[Provided records Boundary: Start]
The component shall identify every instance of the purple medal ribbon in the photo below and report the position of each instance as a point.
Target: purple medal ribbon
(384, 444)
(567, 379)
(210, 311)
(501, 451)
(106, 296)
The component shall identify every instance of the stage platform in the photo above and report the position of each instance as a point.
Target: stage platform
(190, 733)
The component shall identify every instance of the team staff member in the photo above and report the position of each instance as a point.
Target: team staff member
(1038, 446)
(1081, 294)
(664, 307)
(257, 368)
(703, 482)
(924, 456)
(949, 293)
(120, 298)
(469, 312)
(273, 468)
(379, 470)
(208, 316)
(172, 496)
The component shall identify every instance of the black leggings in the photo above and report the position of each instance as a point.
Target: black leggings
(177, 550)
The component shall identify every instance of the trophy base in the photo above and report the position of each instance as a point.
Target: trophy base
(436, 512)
[Provided records Boundary: End]
[Provided records Boundary: Start]
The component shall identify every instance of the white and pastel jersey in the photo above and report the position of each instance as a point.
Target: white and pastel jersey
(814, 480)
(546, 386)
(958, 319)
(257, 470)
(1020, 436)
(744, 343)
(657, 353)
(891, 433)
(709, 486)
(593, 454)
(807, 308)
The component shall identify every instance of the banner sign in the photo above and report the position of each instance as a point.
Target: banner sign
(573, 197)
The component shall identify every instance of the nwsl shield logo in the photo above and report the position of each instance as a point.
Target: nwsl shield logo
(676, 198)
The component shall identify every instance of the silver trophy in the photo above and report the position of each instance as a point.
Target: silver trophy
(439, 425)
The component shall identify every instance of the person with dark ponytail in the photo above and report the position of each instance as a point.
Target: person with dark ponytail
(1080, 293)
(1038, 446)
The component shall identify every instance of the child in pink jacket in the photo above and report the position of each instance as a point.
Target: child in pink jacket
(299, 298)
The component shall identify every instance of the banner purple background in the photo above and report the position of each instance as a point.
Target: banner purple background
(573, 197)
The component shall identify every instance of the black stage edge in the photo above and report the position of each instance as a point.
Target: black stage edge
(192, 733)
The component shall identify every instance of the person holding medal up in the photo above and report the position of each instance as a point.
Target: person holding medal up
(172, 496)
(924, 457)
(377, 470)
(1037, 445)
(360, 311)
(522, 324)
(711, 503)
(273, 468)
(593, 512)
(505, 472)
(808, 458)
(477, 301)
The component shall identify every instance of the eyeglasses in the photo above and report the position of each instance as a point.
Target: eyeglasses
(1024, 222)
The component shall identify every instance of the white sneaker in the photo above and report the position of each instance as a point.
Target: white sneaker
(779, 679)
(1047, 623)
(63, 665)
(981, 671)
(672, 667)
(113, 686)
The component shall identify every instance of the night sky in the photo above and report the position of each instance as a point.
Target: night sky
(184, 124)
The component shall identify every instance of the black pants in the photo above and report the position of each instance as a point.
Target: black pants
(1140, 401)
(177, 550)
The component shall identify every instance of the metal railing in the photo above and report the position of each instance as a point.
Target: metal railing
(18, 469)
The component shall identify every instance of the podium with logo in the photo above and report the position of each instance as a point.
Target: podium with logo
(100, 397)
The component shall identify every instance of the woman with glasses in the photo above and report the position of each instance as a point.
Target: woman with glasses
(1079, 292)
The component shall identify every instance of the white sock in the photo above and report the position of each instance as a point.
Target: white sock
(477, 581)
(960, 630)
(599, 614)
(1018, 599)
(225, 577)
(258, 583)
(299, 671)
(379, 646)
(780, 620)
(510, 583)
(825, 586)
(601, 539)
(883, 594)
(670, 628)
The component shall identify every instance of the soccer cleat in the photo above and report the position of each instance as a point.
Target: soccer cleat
[Provided records Boundary: End]
**Action item**
Above are the entries. Quote exactly the lines from the one bearing "Target: white sock" through the one bearing "Target: soccer cleat".

**Result for this exercise**
Target: white sock
(477, 581)
(960, 630)
(599, 614)
(1018, 599)
(225, 577)
(258, 583)
(299, 671)
(379, 646)
(780, 620)
(510, 583)
(825, 586)
(601, 539)
(883, 594)
(670, 628)
The component shall identify every instance of the soccer cleat in the photo above and report the position of each instance as a point.
Target: soccer cleat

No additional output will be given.